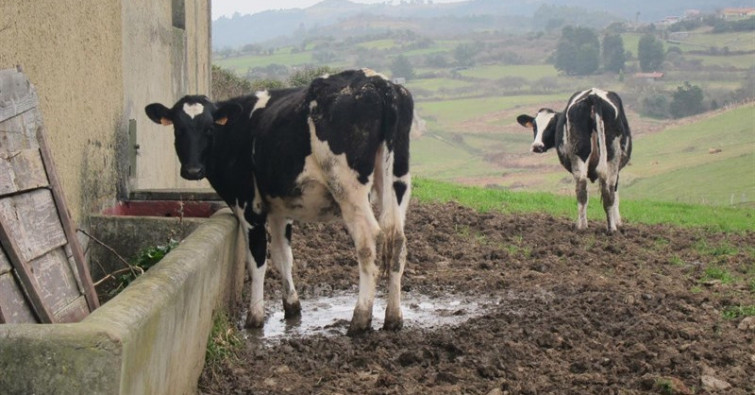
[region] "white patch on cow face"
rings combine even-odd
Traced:
[[[191,119],[194,119],[194,117],[204,112],[204,106],[201,103],[184,103],[184,112]]]
[[[257,102],[254,103],[252,111],[249,112],[249,118],[254,115],[255,111],[261,108],[265,108],[267,106],[267,102],[270,101],[270,92],[266,90],[255,92],[254,96],[257,96]]]
[[[593,95],[597,95],[598,97],[600,97],[601,99],[603,99],[604,102],[610,104],[611,107],[613,107],[613,113],[615,114],[615,118],[619,117],[619,109],[618,109],[618,107],[616,107],[616,104],[614,104],[614,102],[612,102],[611,99],[608,97],[608,92],[606,92],[606,91],[604,91],[602,89],[598,89],[598,88],[592,88],[590,90],[590,92]]]
[[[388,77],[386,77],[385,75],[380,74],[377,71],[372,70],[372,69],[363,68],[362,72],[364,73],[365,77],[380,77],[380,78],[382,78],[382,79],[384,79],[386,81],[388,80]]]
[[[532,142],[532,146],[530,147],[532,152],[542,152],[538,150],[542,150],[545,147],[545,144],[543,143],[543,132],[545,132],[545,128],[548,127],[548,124],[554,116],[556,116],[555,113],[545,111],[541,111],[535,116],[535,127],[537,130],[535,141]]]

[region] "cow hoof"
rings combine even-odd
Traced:
[[[349,330],[346,332],[349,336],[357,336],[366,333],[372,329],[372,315],[369,311],[354,311],[354,317],[351,318]]]
[[[404,327],[404,320],[399,319],[385,319],[385,323],[383,324],[383,330],[384,331],[398,331],[401,330],[401,328]]]
[[[293,320],[301,318],[301,303],[297,300],[294,303],[286,303],[283,301],[283,318],[287,320]]]
[[[247,329],[259,329],[265,326],[265,317],[255,317],[252,314],[247,314],[246,323],[244,327]]]

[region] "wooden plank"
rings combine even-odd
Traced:
[[[38,111],[23,114],[0,122],[0,152],[11,153],[23,149],[37,149],[37,129],[42,124]]]
[[[37,107],[39,98],[18,70],[0,70],[0,122]]]
[[[56,322],[79,322],[89,314],[86,297],[79,295],[67,306],[55,312]]]
[[[100,307],[100,301],[97,299],[97,291],[94,289],[94,283],[92,282],[92,276],[89,274],[89,266],[84,258],[84,251],[81,249],[79,239],[76,236],[76,230],[73,226],[73,220],[68,212],[68,205],[66,205],[65,196],[63,195],[63,189],[60,186],[58,180],[58,173],[55,171],[55,165],[52,160],[52,154],[50,153],[50,146],[47,143],[47,137],[45,136],[44,127],[40,127],[37,130],[37,141],[39,142],[39,150],[42,153],[42,160],[45,164],[45,170],[47,171],[47,178],[50,181],[52,187],[53,198],[55,199],[55,206],[58,210],[58,216],[63,225],[63,231],[68,239],[68,245],[71,247],[74,261],[76,262],[76,269],[78,270],[81,282],[84,284],[84,295],[86,296],[87,305],[89,311]]]
[[[0,323],[21,324],[34,323],[37,319],[32,314],[32,306],[26,301],[21,285],[13,273],[0,276]]]
[[[0,195],[47,185],[47,173],[38,149],[0,152]]]
[[[0,227],[15,240],[19,262],[29,262],[67,242],[47,189],[0,198]]]
[[[10,265],[8,257],[5,256],[5,250],[0,246],[0,276],[10,272],[13,267]]]
[[[16,240],[8,235],[6,228],[0,223],[0,246],[2,246],[5,253],[8,255],[8,260],[11,262],[18,262],[19,267],[16,267],[16,276],[21,286],[25,289],[28,301],[34,308],[34,312],[39,318],[41,323],[52,323],[53,316],[50,310],[42,302],[42,298],[39,296],[39,286],[34,276],[29,273],[28,268],[21,264],[24,262],[21,259],[21,254],[18,250]]]
[[[29,262],[27,267],[39,284],[42,302],[53,315],[81,295],[62,247]]]

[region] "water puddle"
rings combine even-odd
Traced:
[[[402,295],[404,328],[434,328],[462,323],[480,316],[497,305],[498,301],[482,301],[480,296],[449,295],[429,297],[421,294]],[[375,298],[372,328],[383,327],[385,295]],[[306,337],[315,334],[345,335],[357,300],[356,294],[337,294],[329,297],[301,299],[302,315],[297,320],[283,318],[279,301],[268,301],[271,309],[262,329],[244,331],[250,338],[275,342],[284,338]],[[242,317],[244,318],[244,317]],[[243,320],[241,325],[243,326]]]

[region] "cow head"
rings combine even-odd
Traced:
[[[240,113],[241,107],[238,104],[218,106],[206,96],[184,96],[173,108],[152,103],[144,110],[155,123],[173,125],[181,177],[201,180],[206,175],[216,129]]]
[[[516,121],[525,128],[532,129],[534,141],[530,146],[532,152],[543,153],[555,145],[557,113],[550,108],[542,108],[531,117],[522,114]]]

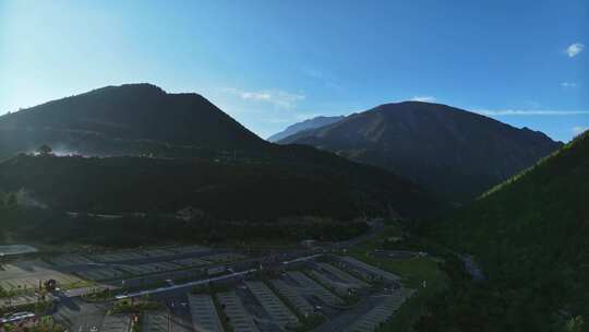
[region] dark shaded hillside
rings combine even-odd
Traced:
[[[470,297],[478,303],[473,306],[486,308],[471,319],[485,325],[480,331],[577,331],[565,330],[563,322],[578,316],[588,331],[588,202],[586,132],[445,221],[432,223],[432,234],[474,254],[489,275],[490,290],[486,303],[473,296],[480,289],[448,297],[447,309],[437,307],[430,328],[442,327],[443,317],[450,324],[460,321],[465,312],[450,308],[468,306]]]
[[[24,188],[61,211],[173,213],[193,206],[226,221],[411,216],[436,205],[386,171],[308,147],[291,153],[292,159],[273,163],[20,156],[0,164],[0,189]]]
[[[458,108],[386,104],[279,143],[309,144],[393,170],[450,201],[467,201],[561,144]]]
[[[301,131],[328,126],[337,121],[341,121],[344,118],[345,118],[344,116],[339,116],[339,117],[315,117],[312,119],[308,119],[308,120],[291,124],[287,127],[285,130],[273,134],[272,137],[268,138],[268,141],[278,142],[283,139],[286,139]]]
[[[267,143],[197,94],[107,86],[0,117],[0,159],[49,144],[87,155],[201,154]]]

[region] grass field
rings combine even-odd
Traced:
[[[374,250],[383,249],[383,239],[398,235],[398,228],[388,226],[383,236],[350,250],[350,256],[368,264],[395,273],[402,277],[404,286],[417,289],[399,310],[378,331],[413,331],[412,325],[425,310],[425,303],[443,290],[448,284],[447,275],[440,270],[440,259],[414,257],[395,259],[375,256]],[[412,245],[411,247],[413,247]],[[414,250],[414,248],[411,248]]]

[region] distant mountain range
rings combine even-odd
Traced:
[[[381,105],[278,143],[389,169],[454,202],[474,198],[562,145],[538,131],[420,102]]]
[[[286,139],[286,138],[288,138],[290,135],[293,135],[296,133],[299,133],[301,131],[328,126],[328,124],[335,123],[335,122],[337,122],[337,121],[339,121],[339,120],[341,120],[344,118],[345,118],[344,116],[338,116],[338,117],[315,117],[315,118],[308,119],[308,120],[304,120],[302,122],[298,122],[298,123],[294,123],[292,126],[289,126],[289,127],[287,127],[287,129],[278,132],[278,133],[273,134],[267,140],[269,142],[278,142],[278,141],[283,140],[283,139]]]
[[[94,157],[16,156],[43,144]],[[143,156],[143,157],[140,157]],[[389,171],[311,146],[268,143],[197,94],[107,86],[0,117],[0,193],[83,213],[219,221],[414,216],[438,202]]]

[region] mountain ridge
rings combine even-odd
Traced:
[[[562,145],[548,135],[442,104],[402,102],[299,132],[308,144],[389,169],[450,201],[468,201]]]

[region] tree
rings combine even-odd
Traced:
[[[39,149],[37,149],[37,152],[41,156],[48,156],[53,154],[53,150],[51,150],[51,146],[47,144],[43,144],[41,146],[39,146]]]

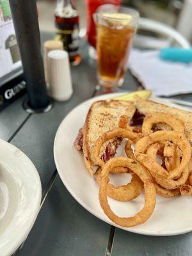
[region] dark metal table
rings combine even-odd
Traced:
[[[46,35],[44,35],[44,38]],[[28,239],[15,255],[188,256],[191,233],[173,237],[137,235],[115,228],[92,215],[67,191],[57,174],[53,142],[60,122],[74,106],[93,97],[96,63],[88,59],[83,44],[83,61],[72,68],[72,97],[55,102],[45,114],[26,113],[20,99],[0,113],[0,138],[15,145],[33,162],[42,185],[42,207]],[[124,88],[138,84],[127,72]],[[191,95],[188,99],[192,99]]]

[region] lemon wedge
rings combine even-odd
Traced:
[[[127,100],[127,101],[134,101],[134,96],[139,96],[142,99],[148,99],[151,96],[152,92],[150,90],[143,90],[142,91],[134,92],[131,93],[124,94],[122,96],[113,98],[114,100]]]
[[[132,20],[129,14],[121,13],[102,13],[102,16],[112,19],[114,22],[118,22],[123,26],[127,26]]]

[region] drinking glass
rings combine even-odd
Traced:
[[[114,6],[102,8],[94,15],[99,84],[114,91],[124,81],[139,13],[130,8]]]

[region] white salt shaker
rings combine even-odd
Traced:
[[[67,100],[72,95],[70,64],[66,51],[54,50],[48,53],[48,93],[56,100]]]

SHORT EXERCISE: Render the lines as a numbered list, starting at the line that contains "[region] drinking glass" and running through the last line of the records. Leave out blank lines.

TASK RESPONSE:
1. [region] drinking glass
2. rings combine even-odd
3. Traced:
4. [[[114,6],[102,8],[94,15],[99,84],[114,91],[124,81],[139,13],[130,8]]]
5. [region] white salt shaker
6. rings combine even-odd
7. Traced:
8. [[[67,100],[72,95],[70,64],[66,51],[54,50],[48,53],[48,93],[56,100]]]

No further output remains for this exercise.